[TASK REQUIREMENTS]
From the top of the records below down to the line containing "positive clicks: (463, 666)", reproduce every line exactly.

Dataset excerpts:
----------------

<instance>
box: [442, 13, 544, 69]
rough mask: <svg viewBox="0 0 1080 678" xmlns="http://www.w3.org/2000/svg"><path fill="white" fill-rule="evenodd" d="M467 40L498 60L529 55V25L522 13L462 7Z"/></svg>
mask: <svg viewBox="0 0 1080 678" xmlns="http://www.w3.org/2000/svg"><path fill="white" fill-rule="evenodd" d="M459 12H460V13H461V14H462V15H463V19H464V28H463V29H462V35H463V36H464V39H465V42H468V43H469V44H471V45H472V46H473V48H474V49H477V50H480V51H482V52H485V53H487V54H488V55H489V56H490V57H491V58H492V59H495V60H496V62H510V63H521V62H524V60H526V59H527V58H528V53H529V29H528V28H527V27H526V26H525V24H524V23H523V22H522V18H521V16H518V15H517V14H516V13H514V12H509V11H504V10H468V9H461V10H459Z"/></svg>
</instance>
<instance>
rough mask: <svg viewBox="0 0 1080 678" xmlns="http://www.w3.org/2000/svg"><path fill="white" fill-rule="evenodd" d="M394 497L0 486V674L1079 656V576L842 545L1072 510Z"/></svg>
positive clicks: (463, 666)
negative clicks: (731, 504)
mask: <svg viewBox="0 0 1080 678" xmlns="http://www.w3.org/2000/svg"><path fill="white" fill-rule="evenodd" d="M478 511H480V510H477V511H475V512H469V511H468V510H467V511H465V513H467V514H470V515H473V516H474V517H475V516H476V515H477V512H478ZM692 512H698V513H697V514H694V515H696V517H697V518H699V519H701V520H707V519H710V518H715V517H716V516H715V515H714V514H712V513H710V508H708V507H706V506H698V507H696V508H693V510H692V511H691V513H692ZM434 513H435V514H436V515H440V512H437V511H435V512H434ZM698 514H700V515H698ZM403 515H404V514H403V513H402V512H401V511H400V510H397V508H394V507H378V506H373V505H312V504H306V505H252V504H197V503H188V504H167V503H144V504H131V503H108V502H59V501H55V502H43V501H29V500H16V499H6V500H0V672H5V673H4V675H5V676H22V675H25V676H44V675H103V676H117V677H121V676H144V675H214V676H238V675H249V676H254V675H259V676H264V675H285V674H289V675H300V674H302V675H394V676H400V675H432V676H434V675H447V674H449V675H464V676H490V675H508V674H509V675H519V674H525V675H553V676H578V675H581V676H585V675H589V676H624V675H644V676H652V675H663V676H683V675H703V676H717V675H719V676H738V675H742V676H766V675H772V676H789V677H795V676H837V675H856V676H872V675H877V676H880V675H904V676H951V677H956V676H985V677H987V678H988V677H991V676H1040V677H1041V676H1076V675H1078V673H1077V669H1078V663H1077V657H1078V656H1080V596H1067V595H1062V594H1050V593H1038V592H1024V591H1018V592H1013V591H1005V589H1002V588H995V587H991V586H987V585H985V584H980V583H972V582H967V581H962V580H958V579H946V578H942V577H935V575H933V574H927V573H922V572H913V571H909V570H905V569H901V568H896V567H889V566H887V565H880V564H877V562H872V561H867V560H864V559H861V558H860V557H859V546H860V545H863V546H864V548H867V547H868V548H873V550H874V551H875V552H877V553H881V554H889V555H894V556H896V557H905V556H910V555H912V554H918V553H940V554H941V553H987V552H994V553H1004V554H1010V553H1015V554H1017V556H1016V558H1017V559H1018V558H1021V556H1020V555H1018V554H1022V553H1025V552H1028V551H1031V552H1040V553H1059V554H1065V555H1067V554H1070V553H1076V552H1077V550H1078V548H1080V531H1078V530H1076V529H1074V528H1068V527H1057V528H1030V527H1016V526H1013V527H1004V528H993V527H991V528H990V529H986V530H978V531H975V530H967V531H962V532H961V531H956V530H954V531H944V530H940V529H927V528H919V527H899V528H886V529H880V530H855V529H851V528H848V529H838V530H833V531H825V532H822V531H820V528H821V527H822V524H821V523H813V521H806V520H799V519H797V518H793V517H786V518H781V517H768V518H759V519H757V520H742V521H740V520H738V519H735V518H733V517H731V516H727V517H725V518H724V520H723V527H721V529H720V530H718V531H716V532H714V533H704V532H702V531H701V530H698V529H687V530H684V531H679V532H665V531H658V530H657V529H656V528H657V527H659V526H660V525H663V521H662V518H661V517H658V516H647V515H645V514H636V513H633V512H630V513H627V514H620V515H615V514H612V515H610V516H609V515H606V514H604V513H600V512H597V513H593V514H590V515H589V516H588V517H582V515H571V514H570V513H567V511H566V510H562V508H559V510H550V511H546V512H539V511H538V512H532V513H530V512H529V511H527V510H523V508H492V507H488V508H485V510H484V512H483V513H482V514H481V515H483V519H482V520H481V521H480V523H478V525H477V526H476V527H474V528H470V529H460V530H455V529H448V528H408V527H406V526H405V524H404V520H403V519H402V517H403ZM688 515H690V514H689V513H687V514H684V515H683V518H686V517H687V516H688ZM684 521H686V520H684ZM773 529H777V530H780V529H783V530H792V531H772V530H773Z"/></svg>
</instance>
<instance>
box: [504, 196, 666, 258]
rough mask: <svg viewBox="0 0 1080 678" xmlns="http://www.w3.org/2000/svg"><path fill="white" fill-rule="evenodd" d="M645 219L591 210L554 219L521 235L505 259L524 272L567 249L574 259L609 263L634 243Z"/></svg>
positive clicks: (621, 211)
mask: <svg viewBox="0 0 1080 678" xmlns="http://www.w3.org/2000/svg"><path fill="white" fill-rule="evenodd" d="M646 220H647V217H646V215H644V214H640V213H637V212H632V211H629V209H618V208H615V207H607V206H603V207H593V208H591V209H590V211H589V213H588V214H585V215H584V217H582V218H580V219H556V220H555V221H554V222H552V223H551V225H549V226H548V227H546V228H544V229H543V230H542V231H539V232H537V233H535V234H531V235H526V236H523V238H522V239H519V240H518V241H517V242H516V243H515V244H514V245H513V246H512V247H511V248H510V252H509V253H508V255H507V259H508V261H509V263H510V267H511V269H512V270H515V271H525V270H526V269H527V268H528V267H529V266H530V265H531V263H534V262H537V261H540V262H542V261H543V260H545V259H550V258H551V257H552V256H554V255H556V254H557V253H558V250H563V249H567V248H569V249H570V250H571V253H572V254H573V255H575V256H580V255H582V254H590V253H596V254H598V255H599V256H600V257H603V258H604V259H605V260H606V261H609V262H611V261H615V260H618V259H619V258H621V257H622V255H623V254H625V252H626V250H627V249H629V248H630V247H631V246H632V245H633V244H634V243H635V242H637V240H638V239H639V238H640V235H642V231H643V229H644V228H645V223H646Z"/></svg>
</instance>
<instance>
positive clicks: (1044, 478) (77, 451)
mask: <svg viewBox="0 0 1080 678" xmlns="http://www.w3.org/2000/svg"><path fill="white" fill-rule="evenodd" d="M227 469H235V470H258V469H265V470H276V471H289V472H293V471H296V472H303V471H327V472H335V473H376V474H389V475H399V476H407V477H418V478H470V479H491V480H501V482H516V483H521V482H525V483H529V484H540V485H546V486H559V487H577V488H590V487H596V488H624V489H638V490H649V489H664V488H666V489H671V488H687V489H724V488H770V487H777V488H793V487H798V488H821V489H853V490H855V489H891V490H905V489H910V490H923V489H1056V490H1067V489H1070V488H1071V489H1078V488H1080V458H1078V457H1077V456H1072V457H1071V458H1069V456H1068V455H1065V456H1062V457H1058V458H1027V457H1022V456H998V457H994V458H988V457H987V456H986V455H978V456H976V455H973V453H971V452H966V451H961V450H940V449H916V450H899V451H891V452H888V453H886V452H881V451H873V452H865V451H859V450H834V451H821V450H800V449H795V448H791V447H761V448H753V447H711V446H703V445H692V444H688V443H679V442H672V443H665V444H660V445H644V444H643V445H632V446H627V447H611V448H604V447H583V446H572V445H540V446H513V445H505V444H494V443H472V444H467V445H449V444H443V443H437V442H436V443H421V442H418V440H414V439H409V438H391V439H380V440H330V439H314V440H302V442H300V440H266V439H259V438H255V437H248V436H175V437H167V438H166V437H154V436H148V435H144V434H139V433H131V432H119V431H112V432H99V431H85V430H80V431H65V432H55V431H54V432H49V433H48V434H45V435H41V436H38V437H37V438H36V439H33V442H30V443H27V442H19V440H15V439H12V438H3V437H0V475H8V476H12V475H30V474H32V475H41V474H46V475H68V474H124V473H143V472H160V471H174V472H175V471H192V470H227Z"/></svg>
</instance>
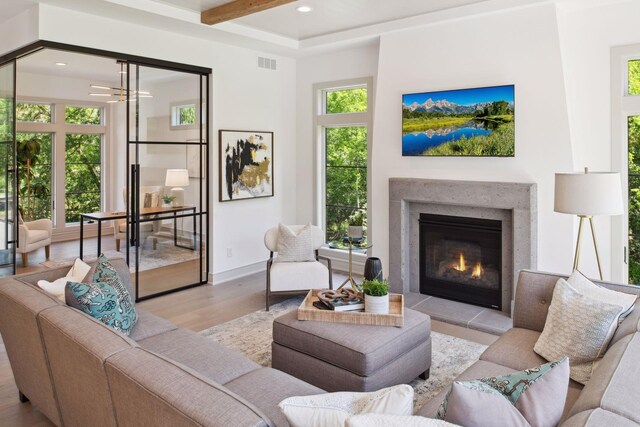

----------------

[SOLUTION FOR THIS PROBLEM]
<instance>
box: [442, 13, 544, 69]
rough mask: <svg viewBox="0 0 1080 678" xmlns="http://www.w3.org/2000/svg"><path fill="white" fill-rule="evenodd" d="M467 40L498 60L529 55V25L522 13L462 7Z"/></svg>
mask: <svg viewBox="0 0 1080 678" xmlns="http://www.w3.org/2000/svg"><path fill="white" fill-rule="evenodd" d="M459 12H460V13H461V14H462V15H463V19H464V28H463V29H462V35H463V36H464V39H465V42H468V43H469V44H471V45H472V46H473V48H474V49H477V50H480V51H482V52H485V53H487V54H488V55H489V56H490V57H491V58H492V59H495V60H496V62H510V63H521V62H524V60H526V59H527V58H528V53H529V29H528V28H527V27H526V26H525V24H524V23H523V22H522V18H521V16H518V15H517V14H516V13H514V12H509V11H504V10H468V9H461V10H459Z"/></svg>
</instance>
<instance>
rough mask: <svg viewBox="0 0 1080 678" xmlns="http://www.w3.org/2000/svg"><path fill="white" fill-rule="evenodd" d="M394 497L0 486V674L1079 656V576L842 545L1072 510Z"/></svg>
positive clicks: (463, 666)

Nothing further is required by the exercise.